> _EXERCISE OBJECTIVE_: Copy out every line of the data exactly.

* BEGIN WORKING DATA *

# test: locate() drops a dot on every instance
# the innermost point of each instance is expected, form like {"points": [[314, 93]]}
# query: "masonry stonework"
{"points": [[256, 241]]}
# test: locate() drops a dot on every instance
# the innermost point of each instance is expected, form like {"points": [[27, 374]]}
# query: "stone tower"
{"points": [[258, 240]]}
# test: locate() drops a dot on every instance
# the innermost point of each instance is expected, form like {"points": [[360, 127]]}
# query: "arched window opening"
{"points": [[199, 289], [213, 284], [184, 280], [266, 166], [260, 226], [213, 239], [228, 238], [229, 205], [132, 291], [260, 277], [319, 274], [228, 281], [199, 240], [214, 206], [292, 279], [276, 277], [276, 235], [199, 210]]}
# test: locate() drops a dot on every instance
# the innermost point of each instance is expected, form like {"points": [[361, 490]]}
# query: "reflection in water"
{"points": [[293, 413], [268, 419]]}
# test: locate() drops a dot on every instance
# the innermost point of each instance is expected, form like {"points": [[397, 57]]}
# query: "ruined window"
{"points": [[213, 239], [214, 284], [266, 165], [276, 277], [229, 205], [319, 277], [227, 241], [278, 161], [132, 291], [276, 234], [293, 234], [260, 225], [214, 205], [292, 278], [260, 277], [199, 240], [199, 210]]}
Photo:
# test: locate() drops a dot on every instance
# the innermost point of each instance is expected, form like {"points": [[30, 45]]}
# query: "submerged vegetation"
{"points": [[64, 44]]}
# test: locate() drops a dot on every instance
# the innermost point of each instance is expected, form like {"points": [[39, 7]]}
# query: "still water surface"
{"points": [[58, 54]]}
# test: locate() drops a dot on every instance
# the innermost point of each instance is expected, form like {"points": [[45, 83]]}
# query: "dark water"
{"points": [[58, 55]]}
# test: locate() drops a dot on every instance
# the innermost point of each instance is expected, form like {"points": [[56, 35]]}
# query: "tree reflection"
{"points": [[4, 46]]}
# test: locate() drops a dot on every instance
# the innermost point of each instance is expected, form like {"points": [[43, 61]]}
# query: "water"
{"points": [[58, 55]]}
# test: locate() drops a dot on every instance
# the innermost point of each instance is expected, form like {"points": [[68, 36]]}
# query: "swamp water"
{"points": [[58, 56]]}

* END WORKING DATA *

> _RESULT OF THIS TASK_:
# test: locate() drops a dot on every instance
# the innermost point of each instance is expected, form like {"points": [[314, 93]]}
# query: "masonry stonework"
{"points": [[256, 241]]}
# test: locate() drops a dot on every instance
# the innermost point of each instance is expected, form like {"points": [[27, 374]]}
# query: "stone tower"
{"points": [[258, 240]]}
# test: locate() drops a dot on every instance
# the innermost point of each instance is expected, form like {"points": [[360, 127]]}
# query: "arched window opening"
{"points": [[199, 289], [213, 284], [184, 280], [266, 166], [260, 226], [213, 239], [228, 238], [229, 205], [132, 291], [260, 277], [319, 274], [228, 281], [199, 240], [214, 206], [292, 279], [276, 277], [276, 235], [199, 210]]}
# test: locate() drops a dot on every instance
# the innermost point of each instance is expected, form like {"points": [[361, 490]]}
# query: "reflection in water"
{"points": [[293, 413], [268, 419]]}
# test: locate() drops a dot on every instance
# the innermost point of each instance is expected, form like {"points": [[397, 57]]}
# query: "ruined window"
{"points": [[213, 239], [214, 284], [266, 165], [276, 277], [229, 205], [319, 277], [227, 241], [278, 161], [132, 291], [276, 234], [293, 234], [260, 225], [214, 205], [292, 278], [260, 277], [199, 240], [199, 210]]}
Photo:
# test: locate() drops a dot on every instance
# the innermost point of each instance is expected, form like {"points": [[30, 45]]}
# query: "submerged vegetation"
{"points": [[64, 44]]}
# test: locate() drops a dot on every instance
# the innermost point of each instance is expected, form like {"points": [[39, 7]]}
# query: "still water surface"
{"points": [[58, 54]]}
# test: locate() drops a dot on every instance
# the innermost point of each instance is expected, form like {"points": [[45, 83]]}
# query: "dark water"
{"points": [[58, 55]]}
# test: locate() drops a dot on every instance
# the innermost point of each instance is expected, form like {"points": [[56, 35]]}
# query: "tree reflection"
{"points": [[4, 46]]}
# test: locate() drops a dot on every instance
# the innermost point of each instance is expected, form like {"points": [[43, 61]]}
# query: "water"
{"points": [[58, 55]]}
# test: locate() drops a dot on every instance
# the innermost point of each instance is expected, form like {"points": [[68, 36]]}
# query: "swamp water"
{"points": [[58, 56]]}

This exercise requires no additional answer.